◆ **INSTRUCTIONS TO FOLLOW**: Transcribe the records below exactly as written, from the opening line through the line that contains "rough mask: <svg".

Top of EXTRACTED INFORMATION

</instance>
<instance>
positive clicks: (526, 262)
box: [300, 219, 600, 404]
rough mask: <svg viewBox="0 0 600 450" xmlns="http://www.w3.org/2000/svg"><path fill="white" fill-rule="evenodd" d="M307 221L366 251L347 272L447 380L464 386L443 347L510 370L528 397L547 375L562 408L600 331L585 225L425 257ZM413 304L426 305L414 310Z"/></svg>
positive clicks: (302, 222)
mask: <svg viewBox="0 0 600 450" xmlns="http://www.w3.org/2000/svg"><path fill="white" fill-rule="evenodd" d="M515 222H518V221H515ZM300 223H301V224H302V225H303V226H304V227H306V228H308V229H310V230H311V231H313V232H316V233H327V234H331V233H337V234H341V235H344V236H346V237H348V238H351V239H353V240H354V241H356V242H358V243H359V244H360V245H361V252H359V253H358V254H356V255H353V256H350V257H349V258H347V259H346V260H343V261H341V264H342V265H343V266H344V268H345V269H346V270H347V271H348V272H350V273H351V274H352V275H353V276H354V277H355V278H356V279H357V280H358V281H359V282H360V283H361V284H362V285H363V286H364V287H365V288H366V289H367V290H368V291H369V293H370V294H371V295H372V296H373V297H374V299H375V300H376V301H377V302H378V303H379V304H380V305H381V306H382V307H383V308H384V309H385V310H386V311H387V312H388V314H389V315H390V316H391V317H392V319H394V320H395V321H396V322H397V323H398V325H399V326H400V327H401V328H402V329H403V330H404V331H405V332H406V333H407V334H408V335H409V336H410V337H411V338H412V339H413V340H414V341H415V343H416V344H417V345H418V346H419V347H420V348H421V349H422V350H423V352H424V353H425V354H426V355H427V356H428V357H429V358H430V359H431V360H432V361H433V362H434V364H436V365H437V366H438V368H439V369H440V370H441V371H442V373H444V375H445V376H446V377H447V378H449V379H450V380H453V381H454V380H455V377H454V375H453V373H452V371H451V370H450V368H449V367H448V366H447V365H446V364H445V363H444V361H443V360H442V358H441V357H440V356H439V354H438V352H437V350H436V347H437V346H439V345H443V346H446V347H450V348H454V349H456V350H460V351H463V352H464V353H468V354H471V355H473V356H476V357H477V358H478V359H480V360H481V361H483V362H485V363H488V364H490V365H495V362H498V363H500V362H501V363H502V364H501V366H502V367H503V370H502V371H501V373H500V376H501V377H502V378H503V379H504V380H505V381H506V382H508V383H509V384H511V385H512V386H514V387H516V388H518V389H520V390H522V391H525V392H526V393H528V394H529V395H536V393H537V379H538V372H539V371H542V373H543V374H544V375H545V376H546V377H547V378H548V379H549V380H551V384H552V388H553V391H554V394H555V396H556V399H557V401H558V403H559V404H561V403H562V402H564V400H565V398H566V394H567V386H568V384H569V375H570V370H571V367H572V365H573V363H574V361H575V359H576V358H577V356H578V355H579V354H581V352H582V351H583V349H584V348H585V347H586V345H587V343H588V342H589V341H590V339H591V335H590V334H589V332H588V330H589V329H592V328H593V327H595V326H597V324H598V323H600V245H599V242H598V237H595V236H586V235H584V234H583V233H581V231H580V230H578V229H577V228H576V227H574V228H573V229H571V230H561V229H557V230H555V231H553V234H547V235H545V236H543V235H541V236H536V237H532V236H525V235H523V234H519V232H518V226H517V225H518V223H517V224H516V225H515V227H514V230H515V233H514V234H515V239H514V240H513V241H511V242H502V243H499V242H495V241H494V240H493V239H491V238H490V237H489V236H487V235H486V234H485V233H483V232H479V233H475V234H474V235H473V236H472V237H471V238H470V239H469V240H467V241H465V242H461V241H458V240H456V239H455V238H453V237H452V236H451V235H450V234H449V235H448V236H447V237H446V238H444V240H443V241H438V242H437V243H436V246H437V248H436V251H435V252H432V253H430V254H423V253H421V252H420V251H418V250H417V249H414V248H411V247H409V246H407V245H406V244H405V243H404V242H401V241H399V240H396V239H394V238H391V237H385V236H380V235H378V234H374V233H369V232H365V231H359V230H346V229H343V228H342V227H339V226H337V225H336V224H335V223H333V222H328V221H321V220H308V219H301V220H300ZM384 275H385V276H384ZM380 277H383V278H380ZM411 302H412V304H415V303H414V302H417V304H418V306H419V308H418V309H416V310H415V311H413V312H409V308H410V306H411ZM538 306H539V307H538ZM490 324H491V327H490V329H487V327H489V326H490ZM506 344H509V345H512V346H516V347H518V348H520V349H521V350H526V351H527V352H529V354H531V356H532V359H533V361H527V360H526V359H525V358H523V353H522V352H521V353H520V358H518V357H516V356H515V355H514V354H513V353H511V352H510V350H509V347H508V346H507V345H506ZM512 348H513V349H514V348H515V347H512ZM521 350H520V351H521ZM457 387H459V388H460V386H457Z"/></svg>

Bottom of EXTRACTED INFORMATION

◆ **ANSWER TO THE EXERCISE**:
</instance>
<instance>
positive clicks: (526, 262)
box: [300, 219, 600, 404]
rough mask: <svg viewBox="0 0 600 450" xmlns="http://www.w3.org/2000/svg"><path fill="white" fill-rule="evenodd" d="M307 221L366 251L347 272L447 380L464 386L443 347L510 370L528 397L547 375L562 408L600 331L585 225L425 257ZM413 304L426 305L414 310Z"/></svg>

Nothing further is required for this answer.